All lines from the one including "Class, indicate each instance of the plant" to the bottom of the entries below should be repeated exactly, both ends kept.

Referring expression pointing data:
--------
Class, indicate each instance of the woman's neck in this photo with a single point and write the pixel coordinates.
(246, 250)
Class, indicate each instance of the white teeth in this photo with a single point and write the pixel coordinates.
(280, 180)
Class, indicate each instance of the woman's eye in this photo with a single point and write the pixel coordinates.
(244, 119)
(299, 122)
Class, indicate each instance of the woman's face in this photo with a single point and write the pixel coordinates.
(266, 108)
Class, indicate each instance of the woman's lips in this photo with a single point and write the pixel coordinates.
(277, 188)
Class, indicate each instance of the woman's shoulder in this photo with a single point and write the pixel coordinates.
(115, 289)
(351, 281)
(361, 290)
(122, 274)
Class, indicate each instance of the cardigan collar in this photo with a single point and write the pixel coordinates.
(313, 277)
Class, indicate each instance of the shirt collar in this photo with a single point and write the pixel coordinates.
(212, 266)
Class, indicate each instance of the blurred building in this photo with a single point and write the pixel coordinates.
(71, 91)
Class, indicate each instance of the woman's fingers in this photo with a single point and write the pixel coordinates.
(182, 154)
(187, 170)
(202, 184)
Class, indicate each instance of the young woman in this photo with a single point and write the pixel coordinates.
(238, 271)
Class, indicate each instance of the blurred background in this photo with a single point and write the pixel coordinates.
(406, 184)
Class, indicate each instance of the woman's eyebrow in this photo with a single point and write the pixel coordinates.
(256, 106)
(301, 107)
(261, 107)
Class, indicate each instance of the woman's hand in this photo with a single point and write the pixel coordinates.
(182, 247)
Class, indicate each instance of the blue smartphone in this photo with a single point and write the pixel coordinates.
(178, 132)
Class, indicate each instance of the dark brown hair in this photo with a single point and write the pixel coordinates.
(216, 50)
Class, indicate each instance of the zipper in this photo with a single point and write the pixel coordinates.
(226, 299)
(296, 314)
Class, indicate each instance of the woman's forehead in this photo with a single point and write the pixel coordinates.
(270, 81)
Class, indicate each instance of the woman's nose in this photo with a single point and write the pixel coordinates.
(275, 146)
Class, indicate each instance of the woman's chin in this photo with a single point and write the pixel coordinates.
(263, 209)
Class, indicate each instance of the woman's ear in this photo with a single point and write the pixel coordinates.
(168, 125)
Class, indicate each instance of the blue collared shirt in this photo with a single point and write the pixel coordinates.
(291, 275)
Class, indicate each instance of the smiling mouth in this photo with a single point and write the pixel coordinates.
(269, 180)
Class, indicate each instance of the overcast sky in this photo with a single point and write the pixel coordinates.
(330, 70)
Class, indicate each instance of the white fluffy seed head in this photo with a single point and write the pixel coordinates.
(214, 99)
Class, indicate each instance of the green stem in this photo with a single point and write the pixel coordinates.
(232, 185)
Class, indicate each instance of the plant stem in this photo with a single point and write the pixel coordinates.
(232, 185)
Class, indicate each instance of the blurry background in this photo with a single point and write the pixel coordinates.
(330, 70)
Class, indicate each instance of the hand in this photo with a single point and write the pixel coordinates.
--------
*Result for this task*.
Class, indicate each instance of the plant stem in this photo with a single point and write the pixel coordinates.
(232, 185)
Class, indicate each instance of the blurry background in this photo with a single point and write the pixel coordinates.
(330, 70)
Class, indicate each instance of the hand in this photo with a single point and write the pixel coordinates.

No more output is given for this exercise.